Given problem
Copy each of the following entries line by line, keeping every character, space, and bracket unchanged.

--- START ---

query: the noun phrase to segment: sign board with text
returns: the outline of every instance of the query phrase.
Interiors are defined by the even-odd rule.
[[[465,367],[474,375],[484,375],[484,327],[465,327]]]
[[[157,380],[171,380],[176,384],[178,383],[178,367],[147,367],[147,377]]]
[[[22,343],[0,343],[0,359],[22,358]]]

--- END ---

Finished exercise
query: the noun phrase to segment: sign board with text
returns: the outline of every instance of the query phrase.
Interiors are defined by the even-odd rule.
[[[465,367],[474,375],[484,375],[484,327],[465,327]]]
[[[157,380],[171,380],[176,384],[178,383],[178,367],[147,367],[147,377]]]
[[[22,343],[0,343],[0,359],[22,358]]]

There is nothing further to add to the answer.